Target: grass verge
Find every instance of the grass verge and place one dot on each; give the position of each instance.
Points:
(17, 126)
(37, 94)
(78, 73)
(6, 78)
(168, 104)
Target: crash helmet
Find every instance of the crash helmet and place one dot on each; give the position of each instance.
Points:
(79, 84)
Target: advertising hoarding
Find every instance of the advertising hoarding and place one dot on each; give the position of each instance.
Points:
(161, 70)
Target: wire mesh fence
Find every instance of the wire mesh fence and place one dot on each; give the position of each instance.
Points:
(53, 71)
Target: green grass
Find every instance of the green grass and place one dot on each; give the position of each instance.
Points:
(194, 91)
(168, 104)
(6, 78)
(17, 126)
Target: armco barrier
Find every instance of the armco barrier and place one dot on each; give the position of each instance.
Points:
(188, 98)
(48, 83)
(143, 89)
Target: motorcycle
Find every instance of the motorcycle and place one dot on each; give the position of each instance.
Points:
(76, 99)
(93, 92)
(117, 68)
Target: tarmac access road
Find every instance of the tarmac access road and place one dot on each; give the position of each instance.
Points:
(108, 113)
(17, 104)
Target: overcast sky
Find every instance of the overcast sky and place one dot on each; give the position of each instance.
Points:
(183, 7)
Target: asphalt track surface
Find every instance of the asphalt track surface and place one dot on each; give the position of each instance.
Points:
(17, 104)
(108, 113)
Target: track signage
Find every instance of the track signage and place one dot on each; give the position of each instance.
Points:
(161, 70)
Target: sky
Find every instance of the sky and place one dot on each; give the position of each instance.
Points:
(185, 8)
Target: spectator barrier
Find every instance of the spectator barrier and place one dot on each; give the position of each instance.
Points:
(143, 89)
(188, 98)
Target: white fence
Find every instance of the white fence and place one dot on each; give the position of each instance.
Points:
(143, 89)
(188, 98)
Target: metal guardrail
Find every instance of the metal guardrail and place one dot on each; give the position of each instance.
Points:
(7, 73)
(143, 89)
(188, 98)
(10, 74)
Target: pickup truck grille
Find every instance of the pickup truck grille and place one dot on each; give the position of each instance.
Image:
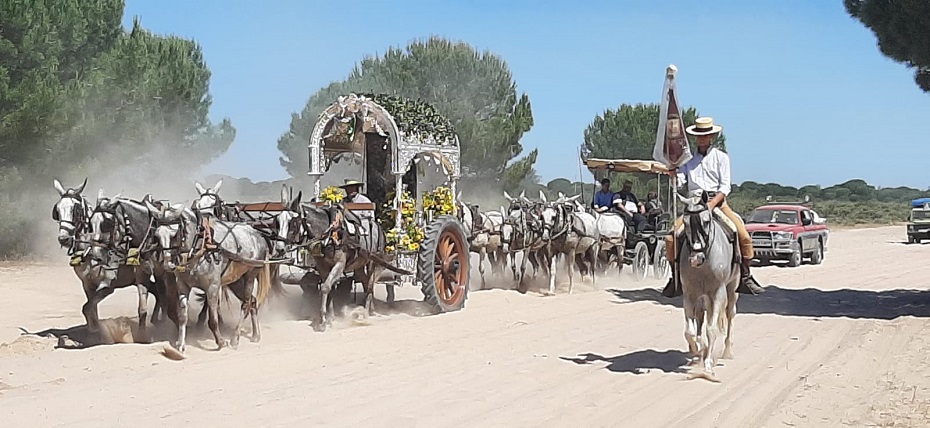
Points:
(762, 239)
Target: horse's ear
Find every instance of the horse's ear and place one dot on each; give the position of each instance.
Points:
(59, 187)
(81, 189)
(295, 204)
(152, 208)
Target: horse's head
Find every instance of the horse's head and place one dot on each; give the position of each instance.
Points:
(71, 212)
(104, 220)
(174, 227)
(209, 202)
(698, 223)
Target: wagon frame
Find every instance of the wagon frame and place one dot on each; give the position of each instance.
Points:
(356, 125)
(648, 248)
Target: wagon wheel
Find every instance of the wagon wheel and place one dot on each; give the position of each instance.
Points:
(443, 264)
(640, 261)
(660, 266)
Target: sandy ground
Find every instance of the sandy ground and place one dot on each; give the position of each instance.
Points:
(844, 343)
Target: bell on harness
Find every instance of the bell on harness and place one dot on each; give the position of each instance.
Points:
(132, 259)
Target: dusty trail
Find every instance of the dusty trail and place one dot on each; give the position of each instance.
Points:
(845, 342)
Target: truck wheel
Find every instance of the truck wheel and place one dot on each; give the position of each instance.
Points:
(817, 256)
(795, 259)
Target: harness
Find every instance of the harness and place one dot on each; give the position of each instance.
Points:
(79, 224)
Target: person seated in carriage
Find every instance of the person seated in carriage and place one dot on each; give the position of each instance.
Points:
(630, 207)
(354, 195)
(653, 209)
(604, 199)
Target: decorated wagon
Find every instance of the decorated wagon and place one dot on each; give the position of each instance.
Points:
(391, 145)
(647, 248)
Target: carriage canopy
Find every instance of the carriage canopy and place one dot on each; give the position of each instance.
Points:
(382, 126)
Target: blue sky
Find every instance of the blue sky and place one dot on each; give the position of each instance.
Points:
(803, 93)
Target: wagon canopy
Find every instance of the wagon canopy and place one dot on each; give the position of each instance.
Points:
(410, 127)
(626, 165)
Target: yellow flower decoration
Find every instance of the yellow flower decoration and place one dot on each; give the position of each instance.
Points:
(409, 235)
(332, 194)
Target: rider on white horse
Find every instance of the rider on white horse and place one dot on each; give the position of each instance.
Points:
(709, 171)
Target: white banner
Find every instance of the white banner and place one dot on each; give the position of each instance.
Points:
(671, 148)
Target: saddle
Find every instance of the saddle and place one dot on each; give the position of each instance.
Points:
(729, 230)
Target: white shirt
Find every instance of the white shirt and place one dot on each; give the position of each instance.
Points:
(362, 199)
(709, 173)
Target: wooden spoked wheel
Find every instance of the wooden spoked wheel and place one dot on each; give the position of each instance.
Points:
(443, 265)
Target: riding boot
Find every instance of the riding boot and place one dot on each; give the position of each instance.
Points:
(673, 288)
(748, 284)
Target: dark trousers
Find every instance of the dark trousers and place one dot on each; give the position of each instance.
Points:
(637, 220)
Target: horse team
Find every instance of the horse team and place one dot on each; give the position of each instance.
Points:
(169, 250)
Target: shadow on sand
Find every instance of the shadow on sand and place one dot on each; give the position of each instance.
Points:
(637, 362)
(811, 302)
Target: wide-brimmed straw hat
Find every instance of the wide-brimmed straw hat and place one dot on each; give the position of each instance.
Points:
(352, 183)
(704, 126)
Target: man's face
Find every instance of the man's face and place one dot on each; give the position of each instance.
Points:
(704, 141)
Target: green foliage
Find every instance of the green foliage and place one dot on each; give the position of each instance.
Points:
(903, 31)
(80, 95)
(629, 132)
(475, 91)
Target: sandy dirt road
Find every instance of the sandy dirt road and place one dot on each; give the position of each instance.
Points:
(845, 343)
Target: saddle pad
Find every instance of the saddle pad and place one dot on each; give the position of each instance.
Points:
(725, 220)
(720, 217)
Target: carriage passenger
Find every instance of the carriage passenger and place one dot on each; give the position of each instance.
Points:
(354, 195)
(630, 207)
(604, 198)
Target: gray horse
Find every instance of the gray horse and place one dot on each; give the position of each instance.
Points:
(94, 264)
(122, 228)
(709, 276)
(238, 259)
(341, 244)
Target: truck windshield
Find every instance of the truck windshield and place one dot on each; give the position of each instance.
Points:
(767, 215)
(920, 215)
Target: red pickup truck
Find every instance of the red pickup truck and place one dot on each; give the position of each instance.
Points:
(787, 232)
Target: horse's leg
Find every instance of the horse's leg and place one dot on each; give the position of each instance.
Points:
(143, 290)
(572, 257)
(732, 295)
(715, 310)
(213, 298)
(552, 272)
(691, 328)
(96, 294)
(325, 289)
(182, 318)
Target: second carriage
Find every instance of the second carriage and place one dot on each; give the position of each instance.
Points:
(646, 249)
(395, 147)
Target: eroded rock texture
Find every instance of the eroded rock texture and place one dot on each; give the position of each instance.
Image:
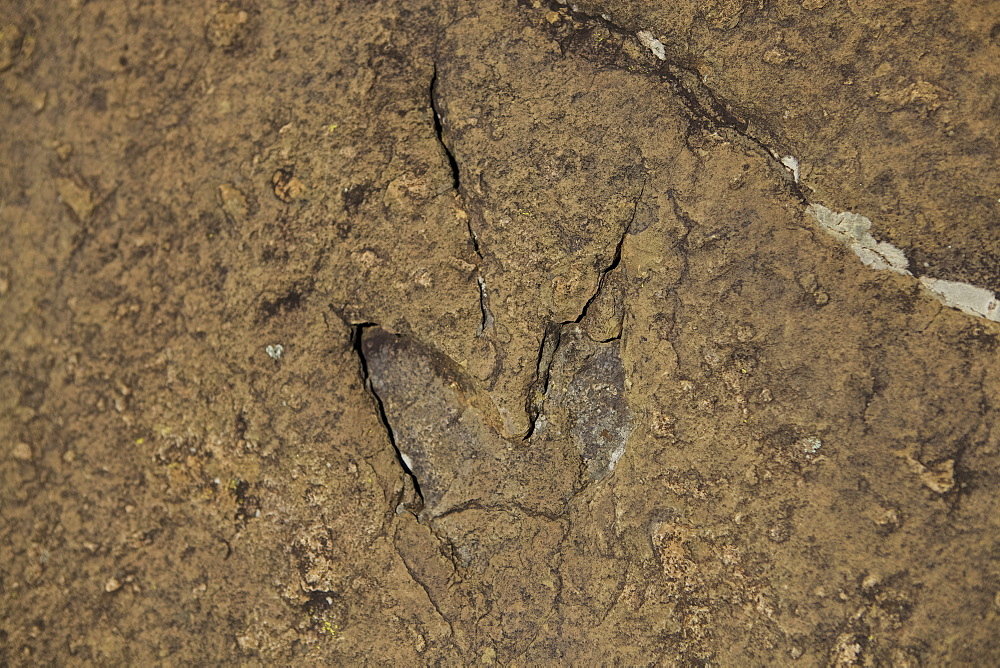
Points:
(420, 333)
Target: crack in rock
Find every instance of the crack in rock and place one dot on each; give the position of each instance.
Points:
(852, 230)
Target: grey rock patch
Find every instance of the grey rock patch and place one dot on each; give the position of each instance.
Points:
(587, 399)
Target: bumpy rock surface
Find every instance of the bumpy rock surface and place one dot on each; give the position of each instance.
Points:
(499, 332)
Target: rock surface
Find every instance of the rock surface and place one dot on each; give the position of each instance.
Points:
(416, 333)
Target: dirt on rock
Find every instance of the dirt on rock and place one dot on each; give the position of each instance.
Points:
(505, 333)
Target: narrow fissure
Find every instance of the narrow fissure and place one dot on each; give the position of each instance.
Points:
(704, 107)
(456, 180)
(540, 386)
(484, 306)
(615, 260)
(357, 334)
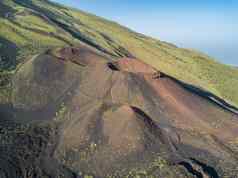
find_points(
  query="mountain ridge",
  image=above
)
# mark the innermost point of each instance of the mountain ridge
(75, 27)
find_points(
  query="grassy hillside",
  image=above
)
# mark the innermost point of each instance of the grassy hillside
(31, 26)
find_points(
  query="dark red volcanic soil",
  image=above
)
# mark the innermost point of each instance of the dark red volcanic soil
(112, 118)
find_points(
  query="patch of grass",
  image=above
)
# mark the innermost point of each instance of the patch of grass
(76, 26)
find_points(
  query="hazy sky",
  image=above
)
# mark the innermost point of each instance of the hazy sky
(210, 26)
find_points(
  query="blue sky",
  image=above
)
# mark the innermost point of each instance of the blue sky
(210, 26)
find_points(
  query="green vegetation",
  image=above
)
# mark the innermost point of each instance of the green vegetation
(33, 26)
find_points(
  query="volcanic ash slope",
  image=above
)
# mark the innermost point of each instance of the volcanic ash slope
(75, 112)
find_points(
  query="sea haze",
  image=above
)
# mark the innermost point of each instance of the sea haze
(207, 26)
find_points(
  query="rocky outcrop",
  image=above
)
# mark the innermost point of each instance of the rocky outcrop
(89, 115)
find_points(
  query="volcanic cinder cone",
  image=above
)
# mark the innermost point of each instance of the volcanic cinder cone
(84, 114)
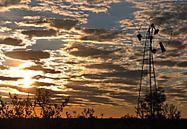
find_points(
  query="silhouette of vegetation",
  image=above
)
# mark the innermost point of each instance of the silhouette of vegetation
(39, 107)
(86, 113)
(161, 109)
(48, 109)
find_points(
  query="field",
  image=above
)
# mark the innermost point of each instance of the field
(92, 124)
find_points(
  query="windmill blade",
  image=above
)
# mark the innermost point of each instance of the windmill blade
(162, 47)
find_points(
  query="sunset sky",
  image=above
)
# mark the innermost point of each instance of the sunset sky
(88, 50)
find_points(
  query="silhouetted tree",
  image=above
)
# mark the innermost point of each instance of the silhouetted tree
(26, 107)
(160, 108)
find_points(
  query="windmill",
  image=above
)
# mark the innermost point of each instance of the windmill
(150, 96)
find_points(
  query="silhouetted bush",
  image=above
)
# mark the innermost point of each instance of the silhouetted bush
(39, 107)
(156, 100)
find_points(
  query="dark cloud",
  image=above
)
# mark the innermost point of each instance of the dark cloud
(11, 41)
(99, 34)
(10, 78)
(126, 96)
(128, 74)
(28, 55)
(66, 24)
(40, 33)
(166, 63)
(179, 44)
(108, 66)
(182, 64)
(36, 83)
(8, 2)
(84, 50)
(41, 68)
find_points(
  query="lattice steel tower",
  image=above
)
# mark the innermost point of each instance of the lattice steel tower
(148, 91)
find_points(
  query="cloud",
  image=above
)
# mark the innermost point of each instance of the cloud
(41, 68)
(27, 55)
(66, 24)
(10, 78)
(98, 34)
(9, 2)
(182, 64)
(11, 41)
(84, 50)
(40, 33)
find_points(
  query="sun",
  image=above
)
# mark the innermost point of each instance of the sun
(26, 76)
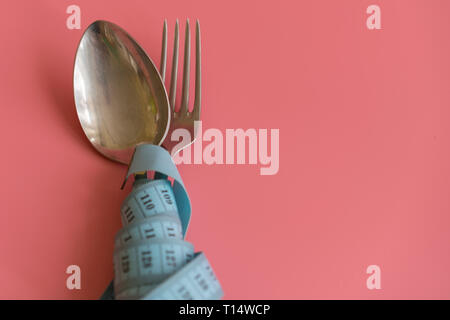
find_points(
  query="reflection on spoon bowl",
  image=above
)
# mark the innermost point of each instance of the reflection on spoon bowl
(119, 95)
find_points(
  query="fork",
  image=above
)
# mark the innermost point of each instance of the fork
(183, 118)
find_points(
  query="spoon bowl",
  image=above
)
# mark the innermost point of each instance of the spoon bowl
(119, 95)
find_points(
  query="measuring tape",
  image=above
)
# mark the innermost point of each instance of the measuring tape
(151, 259)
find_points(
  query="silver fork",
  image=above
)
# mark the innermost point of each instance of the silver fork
(182, 118)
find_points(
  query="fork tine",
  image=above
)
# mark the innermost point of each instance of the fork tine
(173, 77)
(162, 68)
(186, 65)
(198, 74)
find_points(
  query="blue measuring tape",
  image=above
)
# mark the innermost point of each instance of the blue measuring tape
(151, 259)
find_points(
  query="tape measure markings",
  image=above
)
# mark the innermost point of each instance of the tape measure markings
(157, 226)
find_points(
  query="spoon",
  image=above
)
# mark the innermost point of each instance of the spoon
(119, 95)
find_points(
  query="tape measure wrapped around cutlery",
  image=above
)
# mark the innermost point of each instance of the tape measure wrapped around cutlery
(151, 259)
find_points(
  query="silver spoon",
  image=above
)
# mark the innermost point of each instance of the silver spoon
(119, 95)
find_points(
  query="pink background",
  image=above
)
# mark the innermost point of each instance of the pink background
(364, 148)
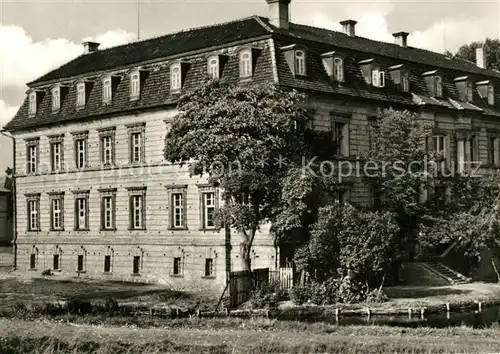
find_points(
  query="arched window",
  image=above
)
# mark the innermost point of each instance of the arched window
(491, 95)
(135, 85)
(213, 68)
(56, 99)
(300, 62)
(245, 64)
(438, 86)
(338, 69)
(175, 77)
(80, 95)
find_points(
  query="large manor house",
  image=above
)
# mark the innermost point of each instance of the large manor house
(95, 196)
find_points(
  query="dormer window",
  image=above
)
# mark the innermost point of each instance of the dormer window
(135, 85)
(175, 77)
(107, 90)
(56, 99)
(213, 67)
(246, 63)
(378, 78)
(338, 69)
(438, 86)
(80, 95)
(32, 103)
(300, 63)
(491, 95)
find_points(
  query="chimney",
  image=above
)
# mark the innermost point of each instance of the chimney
(349, 27)
(90, 47)
(480, 58)
(279, 13)
(401, 39)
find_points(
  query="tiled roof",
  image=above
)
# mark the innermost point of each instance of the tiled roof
(153, 54)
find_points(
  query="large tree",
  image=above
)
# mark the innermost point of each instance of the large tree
(491, 51)
(246, 139)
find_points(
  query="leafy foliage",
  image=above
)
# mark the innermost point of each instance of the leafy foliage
(491, 49)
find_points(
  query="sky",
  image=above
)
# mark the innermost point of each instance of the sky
(39, 35)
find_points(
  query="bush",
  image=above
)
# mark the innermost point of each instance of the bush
(268, 296)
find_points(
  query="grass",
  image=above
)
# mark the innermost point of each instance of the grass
(240, 336)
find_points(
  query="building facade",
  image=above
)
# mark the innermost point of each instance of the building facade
(95, 196)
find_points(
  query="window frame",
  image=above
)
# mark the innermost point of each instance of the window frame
(176, 77)
(300, 62)
(107, 90)
(56, 197)
(32, 155)
(141, 130)
(245, 63)
(104, 134)
(135, 85)
(56, 99)
(81, 195)
(104, 194)
(81, 95)
(172, 191)
(33, 209)
(137, 192)
(338, 75)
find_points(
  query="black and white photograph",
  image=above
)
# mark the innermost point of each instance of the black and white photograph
(256, 176)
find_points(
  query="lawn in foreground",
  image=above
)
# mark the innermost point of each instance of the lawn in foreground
(245, 336)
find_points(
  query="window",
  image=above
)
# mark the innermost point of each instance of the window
(209, 267)
(33, 257)
(57, 212)
(136, 143)
(107, 146)
(33, 202)
(438, 86)
(208, 209)
(80, 95)
(213, 67)
(107, 94)
(32, 103)
(80, 263)
(108, 209)
(55, 263)
(300, 62)
(245, 64)
(378, 78)
(177, 210)
(177, 266)
(439, 145)
(81, 147)
(493, 150)
(32, 156)
(405, 82)
(107, 264)
(137, 208)
(135, 86)
(338, 69)
(491, 95)
(56, 99)
(56, 154)
(81, 211)
(469, 91)
(175, 77)
(136, 265)
(340, 132)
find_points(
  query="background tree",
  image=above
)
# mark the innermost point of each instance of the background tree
(246, 139)
(491, 50)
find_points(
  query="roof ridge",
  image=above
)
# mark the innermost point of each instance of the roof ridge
(255, 17)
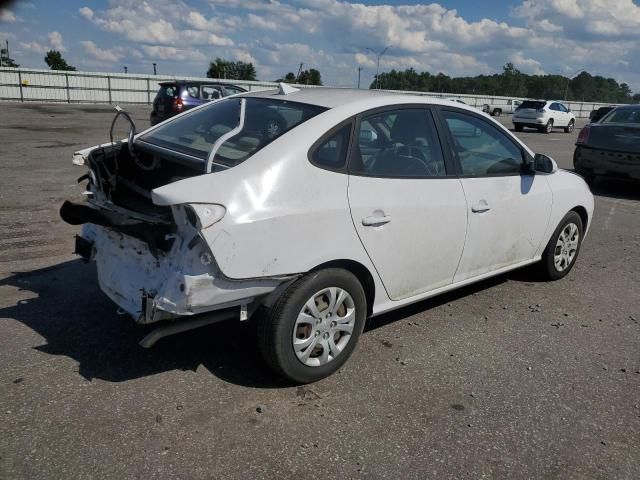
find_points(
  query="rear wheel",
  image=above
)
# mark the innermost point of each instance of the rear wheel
(569, 128)
(314, 326)
(562, 250)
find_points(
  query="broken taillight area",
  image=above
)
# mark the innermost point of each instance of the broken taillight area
(152, 260)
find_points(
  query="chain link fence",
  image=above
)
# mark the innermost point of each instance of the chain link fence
(31, 85)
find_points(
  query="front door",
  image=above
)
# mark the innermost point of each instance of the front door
(408, 208)
(508, 207)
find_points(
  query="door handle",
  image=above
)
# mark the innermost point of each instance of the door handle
(481, 206)
(375, 220)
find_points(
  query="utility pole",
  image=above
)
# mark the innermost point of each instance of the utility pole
(379, 55)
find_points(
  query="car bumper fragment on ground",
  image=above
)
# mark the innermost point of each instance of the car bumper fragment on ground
(509, 378)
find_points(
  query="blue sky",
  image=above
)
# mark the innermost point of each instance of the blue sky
(454, 37)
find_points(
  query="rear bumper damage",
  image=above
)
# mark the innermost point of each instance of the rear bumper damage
(183, 282)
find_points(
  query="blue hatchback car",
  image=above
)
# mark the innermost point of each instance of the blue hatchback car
(176, 97)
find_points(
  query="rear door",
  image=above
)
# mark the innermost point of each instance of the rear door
(558, 115)
(407, 205)
(508, 207)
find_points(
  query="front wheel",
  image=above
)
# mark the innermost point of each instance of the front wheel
(314, 326)
(569, 128)
(562, 250)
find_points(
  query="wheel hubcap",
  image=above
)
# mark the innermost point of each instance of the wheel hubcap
(566, 247)
(324, 326)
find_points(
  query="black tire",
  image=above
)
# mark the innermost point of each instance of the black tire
(276, 329)
(569, 128)
(547, 265)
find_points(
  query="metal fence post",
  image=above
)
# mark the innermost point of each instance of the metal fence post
(66, 79)
(20, 84)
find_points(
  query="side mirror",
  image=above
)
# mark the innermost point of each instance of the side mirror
(544, 164)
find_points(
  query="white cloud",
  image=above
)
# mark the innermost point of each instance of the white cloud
(7, 15)
(332, 35)
(86, 12)
(172, 53)
(55, 39)
(103, 55)
(262, 23)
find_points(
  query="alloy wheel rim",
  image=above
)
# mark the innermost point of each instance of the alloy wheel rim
(566, 247)
(324, 326)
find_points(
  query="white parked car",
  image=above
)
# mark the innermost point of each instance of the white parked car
(543, 115)
(312, 210)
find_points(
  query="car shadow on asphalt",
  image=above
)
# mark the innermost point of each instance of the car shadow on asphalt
(613, 188)
(76, 320)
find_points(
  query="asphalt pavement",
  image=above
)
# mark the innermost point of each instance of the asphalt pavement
(508, 378)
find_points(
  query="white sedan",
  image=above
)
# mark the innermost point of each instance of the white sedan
(544, 116)
(311, 210)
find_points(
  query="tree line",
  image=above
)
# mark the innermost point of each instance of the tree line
(229, 70)
(513, 83)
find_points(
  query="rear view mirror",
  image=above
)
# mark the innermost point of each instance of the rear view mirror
(544, 164)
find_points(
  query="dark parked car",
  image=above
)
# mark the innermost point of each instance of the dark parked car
(610, 147)
(176, 97)
(598, 113)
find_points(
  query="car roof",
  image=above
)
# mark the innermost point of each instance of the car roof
(198, 82)
(335, 97)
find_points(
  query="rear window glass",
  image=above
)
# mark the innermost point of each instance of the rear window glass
(195, 133)
(168, 91)
(623, 115)
(531, 104)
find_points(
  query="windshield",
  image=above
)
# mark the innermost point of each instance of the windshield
(623, 115)
(531, 104)
(266, 119)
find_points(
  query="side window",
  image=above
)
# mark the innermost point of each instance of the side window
(398, 143)
(233, 90)
(193, 91)
(481, 148)
(333, 152)
(210, 93)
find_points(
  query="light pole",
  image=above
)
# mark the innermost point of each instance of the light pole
(379, 55)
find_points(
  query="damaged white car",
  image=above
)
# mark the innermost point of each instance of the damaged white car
(317, 208)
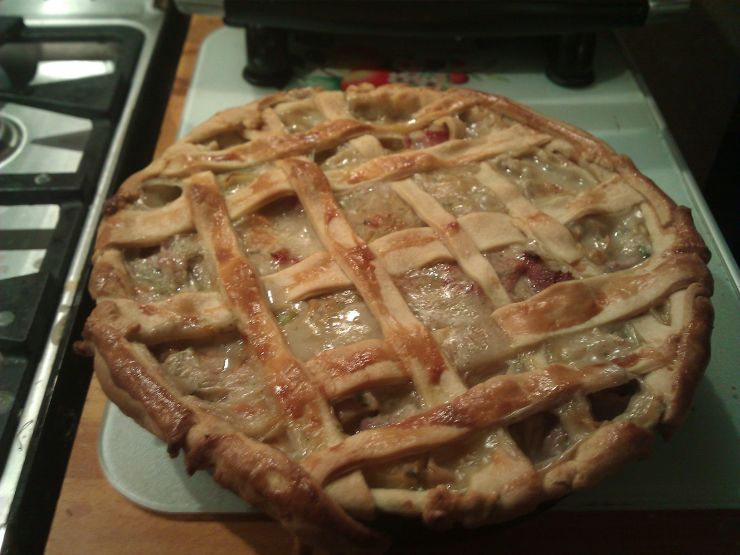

++++++++++

WHAT THE TASK REQUIRES:
Locate every line in the records above that contains the string "frame", treating uppercase and lowercase letters as different, and copy each of those lines.

WRITTEN ANSWER:
Target: wagon frame
Find every instance of the wagon frame and place one dot on each; give the position of each instance.
  query="window frame",
# mark the innermost point of each instance of the window frame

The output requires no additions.